Stated goal 1 => Please name every cache that the Keycloak mailing-list thread below says is meant to be local rather than replicated or distributed.

Re: [keycloak-user] Standalone HA tokens not immediately shared among nodes

Tuesday, 25 September 2018

Sorry, I did not read whole thread.

Just a quick note, that caches "realms", "users", "keys" and

"authorization" are supposed to be local caches. The pattern, we're 
using ATM is, that every cluster node caches it's data (realms, users 
etc) locally. In case that some objects are updated (EG. realm or 
users), there is separate cache "work", which make sure to notify other 
cluster nodes (or even nodes on all the other DCs), so all the nodes can 
invalidate particular cached object from their caches.

Caches "realms", "users", "keys" and
"authorization" are not meant to be 
replicated/distributed, but local. So this NotSerializableException 
doesn't look like a bug to me.

Marek

On 25/09/18 12:06, Sebastian Laskawiec wrote:
...
 Thanks a lot for checking this.

 This seems like a bug to me, so I filled 
 https://issues.jboss.org/browse/KEYCLOAK-8415. Unfortunately, we are 
 preparing for some urgent work on the product side and I can't promise 
 you when we will be able to look into this. I highly encourage you to 
 contribute a fix if you are in hurry or just subscribe to the ticket 
 and wait till we find a free slot to get it fixed.

 Thanks,
 Sebastian

 On Thu, Sep 20, 2018 at 4:27 PM D V <dv(a)glyphy.com 
 <mailto:dv@glyphy.com>> wrote:

     OK. So, with all caches being replicated, there's an error on
     startup:

     2018-09-20 14:03:38,307 ERROR
     [org.infinispan.remoting.rpc.RpcManagerImpl] (ServerService Thread
     Pool -- 62) ISPN000073: Unexpected error while replicating:
     org.infinispan.commons.marshall.NotSerializableException:
     org.keycloak.models.PasswordPolicy$Builder
     Caused by: an exception which occurred:
     in field org.keycloak.models.PasswordPolicy.builder
     in object org.keycloak.models.PasswordPolicy@6ab5350d
     in field
     org.keycloak.models.cache.infinispan.entities.CachedRealm.passwordPolicy
     in object
     org.keycloak.models.cache.infinispan.entities.CachedRealm@7864be21
     in object
     org.keycloak.models.cache.infinispan.entities.CachedRealm@7864be21
     in object org.infinispan.commands.write.PutKeyValueCommand@fec4dc5e
     in object org.infinispan.commands.remote.SingleRpcCommand@3f2e5d1a

     If I make the realms cache local but leave the rest replicated, I
     observe the same behaviour: the node that didn't issue the
     original set of refresh/access tokens does a getUserById lookup,
     which in my case results in a network call against a remote service.

Data provided =>
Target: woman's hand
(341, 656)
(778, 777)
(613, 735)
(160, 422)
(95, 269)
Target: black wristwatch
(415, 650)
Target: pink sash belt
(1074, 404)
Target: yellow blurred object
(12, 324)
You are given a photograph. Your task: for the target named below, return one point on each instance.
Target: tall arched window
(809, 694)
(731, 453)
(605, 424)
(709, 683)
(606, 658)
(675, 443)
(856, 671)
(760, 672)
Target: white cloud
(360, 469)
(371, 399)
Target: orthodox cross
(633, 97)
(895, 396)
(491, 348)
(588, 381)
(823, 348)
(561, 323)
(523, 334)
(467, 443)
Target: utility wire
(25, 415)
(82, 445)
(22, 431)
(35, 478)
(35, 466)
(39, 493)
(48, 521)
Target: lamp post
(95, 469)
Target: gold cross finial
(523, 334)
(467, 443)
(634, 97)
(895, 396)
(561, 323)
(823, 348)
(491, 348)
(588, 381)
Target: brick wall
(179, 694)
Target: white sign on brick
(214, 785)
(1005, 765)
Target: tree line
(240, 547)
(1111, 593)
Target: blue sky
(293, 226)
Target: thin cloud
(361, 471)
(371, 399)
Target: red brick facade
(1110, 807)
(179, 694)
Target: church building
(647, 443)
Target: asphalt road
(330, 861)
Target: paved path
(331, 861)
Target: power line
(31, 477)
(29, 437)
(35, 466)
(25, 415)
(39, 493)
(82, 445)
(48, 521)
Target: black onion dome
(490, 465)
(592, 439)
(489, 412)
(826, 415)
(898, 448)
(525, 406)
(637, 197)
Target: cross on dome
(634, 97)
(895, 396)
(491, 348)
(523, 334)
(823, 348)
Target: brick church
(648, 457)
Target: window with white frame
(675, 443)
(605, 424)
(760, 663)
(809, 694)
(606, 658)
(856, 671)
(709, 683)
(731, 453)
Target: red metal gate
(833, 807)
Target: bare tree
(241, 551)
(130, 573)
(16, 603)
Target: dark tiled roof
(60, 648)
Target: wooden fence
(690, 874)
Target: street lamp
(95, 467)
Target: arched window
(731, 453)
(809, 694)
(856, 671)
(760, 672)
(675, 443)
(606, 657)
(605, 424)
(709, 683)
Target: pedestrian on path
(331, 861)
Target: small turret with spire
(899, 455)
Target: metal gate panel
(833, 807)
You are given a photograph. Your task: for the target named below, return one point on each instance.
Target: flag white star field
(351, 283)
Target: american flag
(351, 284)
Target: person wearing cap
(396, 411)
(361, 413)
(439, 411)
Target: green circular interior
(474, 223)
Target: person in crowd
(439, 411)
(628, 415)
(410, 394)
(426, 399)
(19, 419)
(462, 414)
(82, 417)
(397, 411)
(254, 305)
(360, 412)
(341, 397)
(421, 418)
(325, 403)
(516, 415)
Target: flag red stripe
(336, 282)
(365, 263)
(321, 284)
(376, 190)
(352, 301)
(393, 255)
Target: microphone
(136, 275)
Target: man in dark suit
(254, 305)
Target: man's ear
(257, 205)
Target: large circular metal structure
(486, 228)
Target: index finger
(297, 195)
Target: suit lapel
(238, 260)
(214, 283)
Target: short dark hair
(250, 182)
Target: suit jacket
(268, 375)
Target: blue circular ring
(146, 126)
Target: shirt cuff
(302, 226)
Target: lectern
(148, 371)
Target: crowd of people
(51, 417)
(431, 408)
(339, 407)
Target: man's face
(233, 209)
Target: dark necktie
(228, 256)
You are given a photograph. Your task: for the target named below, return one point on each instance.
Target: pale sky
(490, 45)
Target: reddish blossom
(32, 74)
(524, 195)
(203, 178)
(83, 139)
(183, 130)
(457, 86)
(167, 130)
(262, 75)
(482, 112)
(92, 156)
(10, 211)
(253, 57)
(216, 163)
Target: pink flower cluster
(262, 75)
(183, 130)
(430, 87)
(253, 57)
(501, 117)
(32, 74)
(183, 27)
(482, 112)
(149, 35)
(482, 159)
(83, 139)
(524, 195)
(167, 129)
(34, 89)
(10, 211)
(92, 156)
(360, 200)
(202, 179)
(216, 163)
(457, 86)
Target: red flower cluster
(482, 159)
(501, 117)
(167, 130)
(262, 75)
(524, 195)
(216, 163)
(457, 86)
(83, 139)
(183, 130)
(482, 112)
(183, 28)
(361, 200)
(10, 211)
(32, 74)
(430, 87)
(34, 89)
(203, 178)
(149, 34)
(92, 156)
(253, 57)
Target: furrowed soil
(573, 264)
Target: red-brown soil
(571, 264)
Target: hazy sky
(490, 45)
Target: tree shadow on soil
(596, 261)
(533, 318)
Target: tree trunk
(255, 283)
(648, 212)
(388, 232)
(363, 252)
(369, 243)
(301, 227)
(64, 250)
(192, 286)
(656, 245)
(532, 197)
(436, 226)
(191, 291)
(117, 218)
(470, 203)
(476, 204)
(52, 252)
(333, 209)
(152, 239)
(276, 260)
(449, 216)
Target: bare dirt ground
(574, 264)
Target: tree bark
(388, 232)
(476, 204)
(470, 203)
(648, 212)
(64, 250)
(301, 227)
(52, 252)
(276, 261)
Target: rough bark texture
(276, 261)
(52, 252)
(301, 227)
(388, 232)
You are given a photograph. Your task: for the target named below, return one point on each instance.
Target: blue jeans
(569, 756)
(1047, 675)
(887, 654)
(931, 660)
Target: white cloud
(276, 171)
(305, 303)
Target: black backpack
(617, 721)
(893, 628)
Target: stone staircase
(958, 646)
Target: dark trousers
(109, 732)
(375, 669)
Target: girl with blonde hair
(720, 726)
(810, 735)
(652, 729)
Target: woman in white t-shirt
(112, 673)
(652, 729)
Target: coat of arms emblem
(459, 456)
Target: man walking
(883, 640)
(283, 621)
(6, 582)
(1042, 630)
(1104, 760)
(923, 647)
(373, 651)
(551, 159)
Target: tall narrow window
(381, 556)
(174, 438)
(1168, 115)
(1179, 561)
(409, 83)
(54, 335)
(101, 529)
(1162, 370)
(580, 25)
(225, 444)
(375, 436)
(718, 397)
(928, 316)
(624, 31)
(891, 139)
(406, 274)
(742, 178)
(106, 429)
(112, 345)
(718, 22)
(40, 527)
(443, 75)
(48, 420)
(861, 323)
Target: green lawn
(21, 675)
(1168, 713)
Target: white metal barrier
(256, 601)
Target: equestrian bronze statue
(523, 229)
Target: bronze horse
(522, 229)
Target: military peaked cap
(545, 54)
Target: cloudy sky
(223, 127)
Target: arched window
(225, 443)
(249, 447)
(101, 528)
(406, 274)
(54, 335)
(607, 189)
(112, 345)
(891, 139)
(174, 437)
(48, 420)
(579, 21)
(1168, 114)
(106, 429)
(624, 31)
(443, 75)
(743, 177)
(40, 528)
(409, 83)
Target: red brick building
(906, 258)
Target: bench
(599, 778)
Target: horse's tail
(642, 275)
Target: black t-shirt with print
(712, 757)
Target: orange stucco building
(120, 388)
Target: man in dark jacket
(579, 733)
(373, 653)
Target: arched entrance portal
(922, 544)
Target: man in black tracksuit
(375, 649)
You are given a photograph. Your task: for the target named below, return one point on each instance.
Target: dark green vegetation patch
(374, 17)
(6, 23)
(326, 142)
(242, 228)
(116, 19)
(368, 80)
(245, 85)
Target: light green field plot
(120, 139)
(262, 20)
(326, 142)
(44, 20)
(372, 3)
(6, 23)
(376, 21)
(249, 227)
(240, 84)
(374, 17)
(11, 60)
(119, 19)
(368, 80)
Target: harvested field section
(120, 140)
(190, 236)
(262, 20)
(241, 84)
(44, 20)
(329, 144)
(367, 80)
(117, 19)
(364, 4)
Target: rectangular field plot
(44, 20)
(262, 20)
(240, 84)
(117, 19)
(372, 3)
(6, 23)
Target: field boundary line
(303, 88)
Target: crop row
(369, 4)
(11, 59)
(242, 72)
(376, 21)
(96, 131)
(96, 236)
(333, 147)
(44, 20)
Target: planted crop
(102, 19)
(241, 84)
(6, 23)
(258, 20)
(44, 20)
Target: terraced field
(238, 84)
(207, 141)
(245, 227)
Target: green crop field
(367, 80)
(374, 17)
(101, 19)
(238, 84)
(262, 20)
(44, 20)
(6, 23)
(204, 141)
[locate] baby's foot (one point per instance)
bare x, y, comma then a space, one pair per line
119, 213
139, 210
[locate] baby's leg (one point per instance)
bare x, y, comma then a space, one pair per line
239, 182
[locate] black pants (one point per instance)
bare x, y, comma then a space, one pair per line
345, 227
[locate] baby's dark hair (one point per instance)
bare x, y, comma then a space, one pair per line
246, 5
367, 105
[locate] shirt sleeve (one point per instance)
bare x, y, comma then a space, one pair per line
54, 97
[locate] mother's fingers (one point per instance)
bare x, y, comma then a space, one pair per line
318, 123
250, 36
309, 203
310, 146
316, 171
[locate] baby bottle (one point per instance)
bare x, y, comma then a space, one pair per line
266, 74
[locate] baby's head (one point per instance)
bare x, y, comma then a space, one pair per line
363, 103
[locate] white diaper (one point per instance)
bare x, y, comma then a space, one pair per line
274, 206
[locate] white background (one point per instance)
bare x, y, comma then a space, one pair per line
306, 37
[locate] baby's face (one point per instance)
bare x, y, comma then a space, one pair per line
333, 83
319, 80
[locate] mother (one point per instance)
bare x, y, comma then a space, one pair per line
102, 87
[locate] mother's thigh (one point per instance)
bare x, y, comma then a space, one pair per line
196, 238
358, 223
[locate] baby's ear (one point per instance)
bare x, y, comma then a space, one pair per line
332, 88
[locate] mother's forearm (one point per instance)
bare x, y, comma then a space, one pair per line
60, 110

Stated goal 2 => Extract every line from the listing above that contains the string "horse". Case counts.

Written reply 1 =>
realms
users
keys
authorization

Written reply 2 =>
Target: bronze horse
Target: horse's tail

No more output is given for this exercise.